(Records supplied)

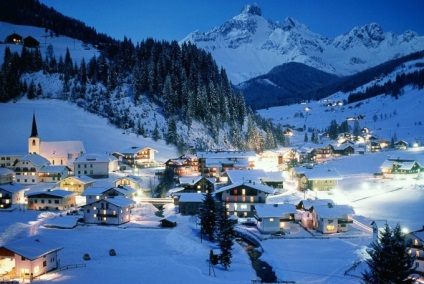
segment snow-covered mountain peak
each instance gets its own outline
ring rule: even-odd
[[[385,33],[370,23],[330,39],[292,17],[282,23],[267,20],[256,4],[208,32],[189,34],[183,42],[210,52],[235,84],[289,62],[343,76],[424,50],[424,37],[413,31]]]
[[[244,6],[243,10],[241,11],[242,15],[256,15],[256,16],[262,16],[262,10],[258,6],[258,4],[254,3],[252,5],[246,5]]]
[[[287,17],[284,19],[284,23],[282,25],[283,30],[290,31],[292,29],[301,29],[301,30],[308,30],[308,26],[301,24],[297,20],[293,19],[292,17]]]

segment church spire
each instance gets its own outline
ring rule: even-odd
[[[37,122],[35,121],[35,113],[32,114],[31,137],[38,137]]]

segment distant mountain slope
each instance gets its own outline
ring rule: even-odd
[[[340,78],[301,63],[286,63],[237,86],[253,109],[299,103],[305,94]]]
[[[424,51],[389,60],[344,77],[337,77],[301,63],[286,63],[274,67],[265,75],[241,83],[236,88],[243,92],[246,103],[253,109],[296,104],[301,101],[319,100],[339,91],[352,91],[368,82],[380,80],[408,62],[422,58]],[[404,85],[402,82],[391,87],[386,85],[385,92],[391,93],[395,87]]]
[[[256,4],[220,27],[189,34],[183,42],[210,52],[234,84],[288,62],[345,76],[424,50],[424,37],[413,31],[385,33],[371,23],[331,39],[290,17],[283,23],[266,20]]]

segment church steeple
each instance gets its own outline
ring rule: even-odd
[[[40,154],[41,139],[38,137],[37,122],[35,121],[35,113],[32,115],[31,136],[28,138],[28,153]]]
[[[37,122],[35,121],[35,113],[32,114],[32,129],[30,137],[38,137]]]

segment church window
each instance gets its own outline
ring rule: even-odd
[[[63,160],[60,160],[60,164],[63,165]]]
[[[36,145],[35,139],[32,139],[32,146],[35,146],[35,145]]]

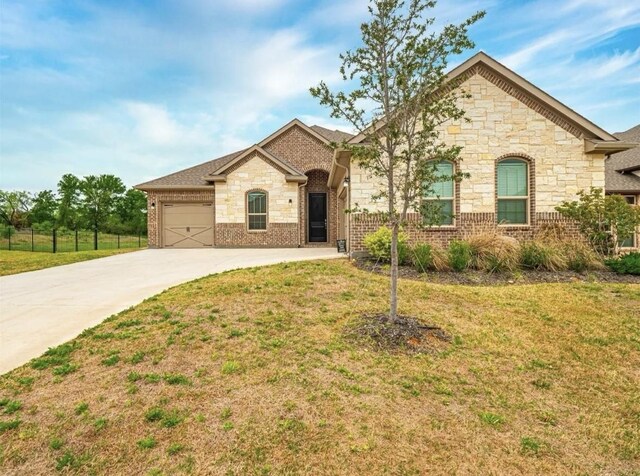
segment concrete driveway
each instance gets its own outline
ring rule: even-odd
[[[230,269],[341,256],[333,248],[142,250],[0,277],[0,374],[171,286]]]

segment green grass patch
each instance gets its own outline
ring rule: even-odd
[[[40,253],[31,251],[0,250],[0,276],[36,271],[65,264],[78,263],[107,256],[138,251],[137,249],[115,249],[78,251],[68,253]]]

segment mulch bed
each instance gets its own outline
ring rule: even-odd
[[[381,265],[370,259],[358,258],[353,260],[355,266],[364,271],[371,271],[385,276],[389,275],[389,266]],[[517,272],[487,273],[485,271],[467,270],[461,273],[452,271],[427,271],[419,273],[412,266],[400,266],[398,275],[405,279],[414,279],[438,284],[466,284],[471,286],[498,286],[509,284],[536,283],[633,283],[640,284],[640,276],[617,274],[608,270],[586,271],[536,271],[519,270]]]
[[[372,350],[409,354],[436,354],[452,340],[440,327],[411,316],[398,316],[392,322],[387,314],[363,315],[345,330],[345,335]]]

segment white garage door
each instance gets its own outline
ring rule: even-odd
[[[213,246],[213,204],[164,203],[162,236],[165,248]]]

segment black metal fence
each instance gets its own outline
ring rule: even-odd
[[[145,235],[119,235],[92,230],[34,230],[33,228],[0,228],[0,250],[66,251],[112,250],[147,246]]]

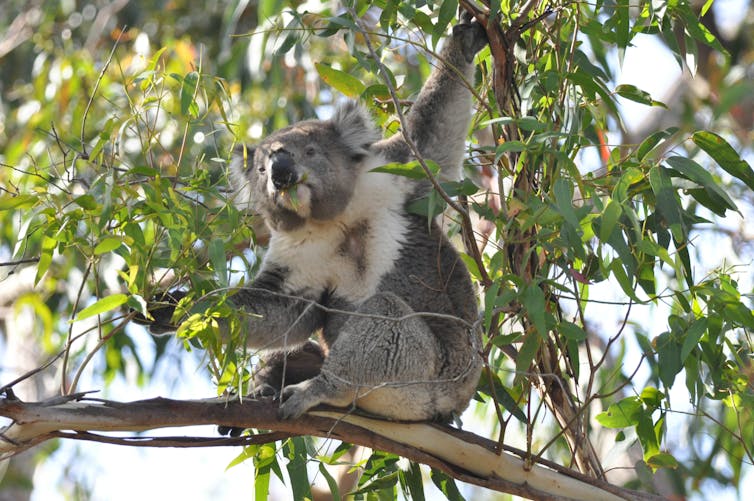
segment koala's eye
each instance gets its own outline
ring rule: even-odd
[[[307,157],[313,157],[316,154],[317,148],[315,148],[314,146],[307,146],[306,148],[304,148],[304,155],[306,155]]]

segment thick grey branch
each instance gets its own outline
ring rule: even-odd
[[[136,432],[220,424],[273,430],[272,435],[267,436],[269,440],[313,435],[390,451],[438,468],[464,482],[533,499],[659,499],[563,468],[556,471],[540,464],[525,468],[524,460],[520,457],[507,452],[498,455],[494,452],[494,442],[468,432],[426,423],[382,421],[344,414],[342,410],[318,410],[301,419],[280,420],[277,405],[269,400],[228,402],[222,399],[182,401],[154,398],[123,403],[63,397],[43,402],[22,402],[11,393],[0,398],[0,416],[12,421],[0,430],[2,458],[56,437],[96,440],[97,436],[91,432]],[[117,442],[117,439],[108,437],[108,441]],[[138,441],[132,437],[123,438],[120,443],[138,445]],[[213,443],[227,445],[219,439]],[[190,442],[183,445],[190,445]],[[196,445],[206,445],[206,440],[197,439]]]

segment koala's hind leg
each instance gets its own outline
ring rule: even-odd
[[[254,374],[249,398],[278,398],[287,385],[311,379],[319,374],[325,354],[313,341],[294,351],[275,351],[262,357],[261,368]],[[218,426],[220,435],[238,437],[244,428]]]
[[[368,299],[338,333],[320,374],[283,390],[280,416],[295,418],[318,404],[356,404],[392,419],[432,419],[442,356],[413,313],[392,293]]]
[[[252,379],[252,398],[278,397],[284,386],[311,379],[319,374],[325,354],[322,348],[308,341],[293,351],[276,351],[266,354],[260,369]]]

(End Records supplied)

> The task
Some lines in the data above hold the string "koala". Find and copy each of them.

> Exercise solution
segment koala's eye
segment koala's hind leg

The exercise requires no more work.